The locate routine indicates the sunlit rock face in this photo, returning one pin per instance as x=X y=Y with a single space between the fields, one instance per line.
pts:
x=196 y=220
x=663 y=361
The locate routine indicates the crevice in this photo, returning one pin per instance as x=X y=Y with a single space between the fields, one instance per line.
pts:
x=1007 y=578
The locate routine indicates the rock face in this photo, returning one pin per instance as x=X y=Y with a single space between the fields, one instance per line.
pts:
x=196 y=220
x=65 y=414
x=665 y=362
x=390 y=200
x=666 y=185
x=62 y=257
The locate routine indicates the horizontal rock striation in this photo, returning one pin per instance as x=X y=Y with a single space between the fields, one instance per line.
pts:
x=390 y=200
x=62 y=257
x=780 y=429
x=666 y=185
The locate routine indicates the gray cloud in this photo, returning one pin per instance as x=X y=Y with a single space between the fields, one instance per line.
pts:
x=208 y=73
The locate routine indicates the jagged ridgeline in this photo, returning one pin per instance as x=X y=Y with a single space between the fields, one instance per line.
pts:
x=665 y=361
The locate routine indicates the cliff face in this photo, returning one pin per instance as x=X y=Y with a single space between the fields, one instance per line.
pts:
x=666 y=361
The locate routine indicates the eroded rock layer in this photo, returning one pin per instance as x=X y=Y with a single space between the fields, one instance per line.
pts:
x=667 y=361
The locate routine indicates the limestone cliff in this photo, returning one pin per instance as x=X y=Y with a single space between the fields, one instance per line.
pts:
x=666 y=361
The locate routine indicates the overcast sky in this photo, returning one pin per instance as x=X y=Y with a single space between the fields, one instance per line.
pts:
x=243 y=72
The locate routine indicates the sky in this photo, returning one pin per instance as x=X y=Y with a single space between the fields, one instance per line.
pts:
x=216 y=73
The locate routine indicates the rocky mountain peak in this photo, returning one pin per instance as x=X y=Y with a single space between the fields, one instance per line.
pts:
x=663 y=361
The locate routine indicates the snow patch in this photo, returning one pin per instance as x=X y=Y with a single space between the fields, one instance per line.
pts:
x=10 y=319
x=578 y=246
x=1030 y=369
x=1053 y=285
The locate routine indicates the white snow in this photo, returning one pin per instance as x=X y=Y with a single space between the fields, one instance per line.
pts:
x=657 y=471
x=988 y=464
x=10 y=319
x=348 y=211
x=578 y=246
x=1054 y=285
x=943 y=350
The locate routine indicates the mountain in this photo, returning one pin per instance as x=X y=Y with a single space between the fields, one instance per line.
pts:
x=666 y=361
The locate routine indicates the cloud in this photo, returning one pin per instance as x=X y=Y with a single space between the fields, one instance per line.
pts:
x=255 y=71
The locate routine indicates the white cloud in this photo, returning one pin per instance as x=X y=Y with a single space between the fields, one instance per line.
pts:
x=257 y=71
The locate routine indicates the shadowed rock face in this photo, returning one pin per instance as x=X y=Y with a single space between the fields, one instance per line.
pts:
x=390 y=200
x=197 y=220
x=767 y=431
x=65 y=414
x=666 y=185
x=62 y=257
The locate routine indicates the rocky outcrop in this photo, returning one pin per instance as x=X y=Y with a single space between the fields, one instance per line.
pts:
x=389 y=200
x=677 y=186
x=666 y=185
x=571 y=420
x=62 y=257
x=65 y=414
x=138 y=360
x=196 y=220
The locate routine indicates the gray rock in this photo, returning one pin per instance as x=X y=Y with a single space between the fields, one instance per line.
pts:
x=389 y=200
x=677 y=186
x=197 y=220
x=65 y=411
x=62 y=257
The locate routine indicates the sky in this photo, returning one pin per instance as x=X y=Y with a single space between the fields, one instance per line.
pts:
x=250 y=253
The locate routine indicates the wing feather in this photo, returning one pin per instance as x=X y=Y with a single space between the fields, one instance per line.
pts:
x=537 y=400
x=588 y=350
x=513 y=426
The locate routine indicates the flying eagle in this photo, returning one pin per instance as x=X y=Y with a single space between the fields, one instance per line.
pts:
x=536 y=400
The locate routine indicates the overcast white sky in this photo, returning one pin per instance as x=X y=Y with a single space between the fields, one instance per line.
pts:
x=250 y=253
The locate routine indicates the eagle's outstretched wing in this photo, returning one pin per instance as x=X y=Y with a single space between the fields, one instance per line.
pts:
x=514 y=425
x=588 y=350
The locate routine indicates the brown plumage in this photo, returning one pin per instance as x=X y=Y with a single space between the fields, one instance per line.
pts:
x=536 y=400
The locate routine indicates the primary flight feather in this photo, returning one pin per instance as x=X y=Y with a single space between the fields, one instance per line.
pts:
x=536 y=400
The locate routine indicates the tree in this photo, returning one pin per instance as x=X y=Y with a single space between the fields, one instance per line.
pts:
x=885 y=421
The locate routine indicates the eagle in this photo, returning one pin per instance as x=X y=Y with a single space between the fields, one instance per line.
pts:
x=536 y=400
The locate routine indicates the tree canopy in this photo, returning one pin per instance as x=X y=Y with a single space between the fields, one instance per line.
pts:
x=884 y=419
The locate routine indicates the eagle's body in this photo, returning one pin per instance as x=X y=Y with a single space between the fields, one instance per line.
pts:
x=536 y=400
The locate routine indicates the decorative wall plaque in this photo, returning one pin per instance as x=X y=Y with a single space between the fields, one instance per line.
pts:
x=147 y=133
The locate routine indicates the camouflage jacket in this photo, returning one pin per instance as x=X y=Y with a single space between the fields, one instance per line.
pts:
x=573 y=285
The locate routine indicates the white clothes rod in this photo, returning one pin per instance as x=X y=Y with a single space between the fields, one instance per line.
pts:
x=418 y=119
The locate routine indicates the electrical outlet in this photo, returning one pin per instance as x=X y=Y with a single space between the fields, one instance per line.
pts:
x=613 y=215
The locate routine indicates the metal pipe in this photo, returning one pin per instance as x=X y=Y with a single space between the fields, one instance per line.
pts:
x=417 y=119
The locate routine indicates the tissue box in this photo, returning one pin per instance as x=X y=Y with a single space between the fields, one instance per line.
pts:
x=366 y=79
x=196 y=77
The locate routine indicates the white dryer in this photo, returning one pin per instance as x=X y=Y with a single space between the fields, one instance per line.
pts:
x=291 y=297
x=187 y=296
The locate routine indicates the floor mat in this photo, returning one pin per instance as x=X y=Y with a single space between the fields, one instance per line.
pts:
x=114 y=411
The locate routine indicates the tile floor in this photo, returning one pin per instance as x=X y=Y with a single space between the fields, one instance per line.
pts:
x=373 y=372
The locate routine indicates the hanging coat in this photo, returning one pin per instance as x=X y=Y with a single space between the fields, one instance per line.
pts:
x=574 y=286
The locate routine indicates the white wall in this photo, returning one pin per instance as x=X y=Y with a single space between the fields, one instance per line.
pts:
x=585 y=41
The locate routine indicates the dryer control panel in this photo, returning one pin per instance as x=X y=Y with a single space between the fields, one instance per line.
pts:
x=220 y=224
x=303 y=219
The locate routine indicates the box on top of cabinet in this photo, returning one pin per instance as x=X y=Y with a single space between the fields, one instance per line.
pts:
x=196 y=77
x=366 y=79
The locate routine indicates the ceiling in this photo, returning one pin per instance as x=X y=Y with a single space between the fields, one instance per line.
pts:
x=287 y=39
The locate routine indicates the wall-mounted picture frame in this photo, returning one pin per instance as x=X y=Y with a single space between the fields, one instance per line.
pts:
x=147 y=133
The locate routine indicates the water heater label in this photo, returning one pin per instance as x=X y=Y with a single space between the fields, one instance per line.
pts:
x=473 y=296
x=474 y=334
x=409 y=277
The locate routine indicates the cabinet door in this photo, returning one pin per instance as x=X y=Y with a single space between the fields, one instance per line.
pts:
-=-=-
■ TASK GOAL
Write out the data exactly as it stands.

■ CORRECT RESULT
The locate routine indicates the sunlit rock face in this photo, returning one pin per instance as x=X y=Y with a single space between the fields, one instance per line.
pts:
x=196 y=220
x=663 y=361
The locate routine indicates the crevice in this photo, returning one pin per instance as x=X y=Y with a single space between the fields, one instance per line.
pts:
x=1007 y=578
The locate routine indicates the rock face in this photo, returning one pin per instance as x=X y=Y with a single space between the fields, one instance per line.
pts:
x=196 y=220
x=65 y=414
x=665 y=362
x=390 y=200
x=666 y=185
x=62 y=257
The locate routine indicates the horizontal rock striation in this photo, returning one pin per instance as x=X y=Y with a single space between the fields, one instance per line.
pts:
x=390 y=200
x=62 y=257
x=780 y=429
x=666 y=185
The locate routine indicates the gray cloud in this photo, returning one pin per instance as x=X y=Y with a single space between the fields, one instance per line.
pts:
x=208 y=73
The locate routine indicates the jagged ridgeline in this photo, returning one pin per instance as x=X y=Y with a single space between the fields, one instance per line.
pts:
x=665 y=361
The locate routine indicates the cliff face in this photo, returning one pin per instance as x=X y=Y with a single space between the fields, one instance per line.
pts:
x=666 y=361
The locate routine indicates the eroded rock layer in this photo, returning one pin per instance as x=X y=Y with a single space between the fields, one instance per line.
pts:
x=667 y=361
The locate routine indicates the limestone cliff in this photo, returning one pin per instance as x=X y=Y with a single space between the fields, one instance per line.
pts:
x=666 y=361
The locate routine indicates the overcast sky in this photo, returning one pin per instance as x=X y=Y with a single space between the fields, one instance per line.
pts:
x=243 y=72
The locate routine indicates the sky in this photo, returning one pin per instance as x=X y=Y with a single space between the fields, one instance per line.
pts:
x=216 y=73
The locate routine indicates the rocky mountain peak in this photo, returning one pin per instance as x=X y=Y with a single space between the fields, one instance per line.
pts:
x=663 y=361
The locate routine indicates the snow patch in this photo, returning one pin per instance as x=X y=Y with a single space between the fields, one instance per line.
pts:
x=10 y=319
x=578 y=246
x=1030 y=369
x=1053 y=285
The locate routine indicates the white snow in this photo, returning one pin per instance as x=X y=Y with a single space between the fields, one instance per line.
pts:
x=657 y=471
x=988 y=464
x=10 y=319
x=348 y=211
x=578 y=246
x=1054 y=285
x=943 y=350
The locate routine indicates the mountain in this photo, returning one pin per instance as x=X y=Y with a single space between the fields, one instance per line.
pts:
x=666 y=361
The locate routine indicates the cloud in this photo, returning one pin per instance as x=X y=Y with a single space between the fields, one instance per line.
pts:
x=255 y=71
The locate routine indicates the white cloud in this photo, returning one pin per instance as x=X y=Y with a single space between the fields, one instance per line.
pts:
x=257 y=71
The locate routine indicates the shadowed rock face in this photo, returning one pin per instance as x=X y=Y with a single space between the fields, one instance per line.
pts:
x=390 y=200
x=197 y=220
x=767 y=431
x=65 y=414
x=666 y=185
x=62 y=257
The locate routine indicates the rocky outcrop in this photo, returning one pin per instance as x=X y=Y with a single space between the fields, one instance per line.
pts:
x=389 y=200
x=677 y=186
x=666 y=185
x=571 y=420
x=62 y=257
x=65 y=414
x=138 y=360
x=196 y=220
The locate routine indicates the gray rock in this photo, returning one pin per instance as x=X y=Y with a single space between the fields, one instance per line.
pts:
x=389 y=200
x=677 y=186
x=197 y=220
x=65 y=411
x=62 y=257
The locate routine indicates the sky in this photo, returning one pin per instance as x=X y=Y with a single space between the fields, one instance per line.
pts:
x=250 y=253
The locate routine indicates the wing feather in this photo, returning one pin per instance as x=X y=Y with a single space between the fields, one instance per line.
pts:
x=537 y=400
x=588 y=350
x=513 y=426
The locate routine indicates the flying eagle in this photo, returning one pin per instance as x=X y=Y with a single space between the fields, one instance per line.
pts:
x=536 y=400
The locate routine indicates the overcast white sky in this photo, returning one pin per instance as x=X y=Y with a single space between the fields, one instance per line.
pts:
x=250 y=253
The locate routine indicates the eagle's outstretched wing in this photo, returning one pin per instance as x=X y=Y with a single space between the fields, one instance per line.
pts:
x=514 y=425
x=588 y=350
The locate routine indicates the brown plumage in this photo, returning one pin per instance as x=X y=Y with a single space between the fields, one instance per line.
pts:
x=536 y=400
The locate routine indicates the primary flight feather in this photo, returning one pin per instance as x=X y=Y with a single space between the fields, one instance per line.
pts:
x=536 y=400
The locate routine indicates the tree in this photo, returning one pin per instance as x=X y=Y with a single space between the fields, one instance per line.
pts:
x=885 y=421
The locate routine indicates the eagle in this photo, returning one pin per instance as x=X y=Y with a single space between the fields, one instance per line.
pts:
x=536 y=400
The locate routine indicates the tree canopy in this photo, returning one pin per instance as x=X y=Y with a single space between the fields, one instance per line.
pts:
x=884 y=419
The locate routine indicates the eagle's body in this photo, returning one pin per instance as x=X y=Y with a single space between the fields, one instance per line.
pts:
x=536 y=400
The locate routine indicates the decorative wall plaque in this photo, returning one pin per instance as x=X y=Y with a single space between the fields, one instance per line.
pts:
x=147 y=133
The locate routine indicates the camouflage jacket in this photo, returning one pin per instance as x=X y=Y with a single space between the fields, one instance per line.
pts:
x=573 y=285
The locate routine indicates the white clothes rod in this photo, returning one pin per instance as x=X y=Y with a single space between the fields, one instance per line.
pts:
x=418 y=119
The locate routine indicates the electrical outlet in this photo, returning one pin per instance as x=X y=Y with a single space between the fields, one instance per line.
pts:
x=613 y=215
The locate routine indicates the metal pipe in this photo, returning one pin per instance as x=X y=Y with a single space between the fields, one instance per line.
pts:
x=417 y=119
The locate routine indicates the tissue box in this photo, returning one pin per instance as x=X y=Y with a single space between the fields, one instance per line.
pts:
x=366 y=79
x=196 y=77
The locate routine indicates the white dryer in this photo, returning one pin per instance as x=X y=Y with a single space between the fields, one instance per line.
pts:
x=291 y=297
x=187 y=296
The locate routine indicates the floor mat in this photo, returning one pin per instance as x=X y=Y with a single space between the fields, one instance per line.
pts:
x=114 y=411
The locate routine indicates the tile floor in this photo, returning one pin per instance as x=X y=Y with a single space between the fields, one instance per line.
pts:
x=373 y=372
The locate routine indicates the hanging coat in this photo, returning one pin per instance as x=X y=Y with a single space between the fields, one instance per line.
pts:
x=574 y=286
The locate routine indicates the white wall in this photo, returning one pin per instance as x=X y=Y with a single space between the fields, one instance per line.
pts:
x=585 y=41
The locate routine indicates the dryer control panel in this photo, returning one pin per instance as x=X y=Y with a single space between the fields, one instance per line.
pts:
x=220 y=224
x=303 y=219
The locate routine indicates the box on top of cabinet in this photo, returning one pin per instance as x=X y=Y with a single space between the fields, one instance per line.
pts:
x=196 y=77
x=366 y=79
The locate routine indicates the ceiling in this photo, returning one pin per instance as x=X y=Y with a single space between the fields, one instance per line.
pts:
x=287 y=39
The locate routine indicates the wall-mounted picture frame in this photo, returning one pin per instance as x=X y=Y with a single space between the fields, one instance per line.
pts:
x=147 y=133
The locate routine indicates the water heater label in this photo, returning one pin per instance as x=X y=Y with a single space between the fields, one instance per line.
pts:
x=473 y=296
x=474 y=334
x=409 y=277
The locate routine indicates the cabinet door in this photo, returning one pin per instance as x=X y=Y with a single space between the fields, one instance per line.
pts:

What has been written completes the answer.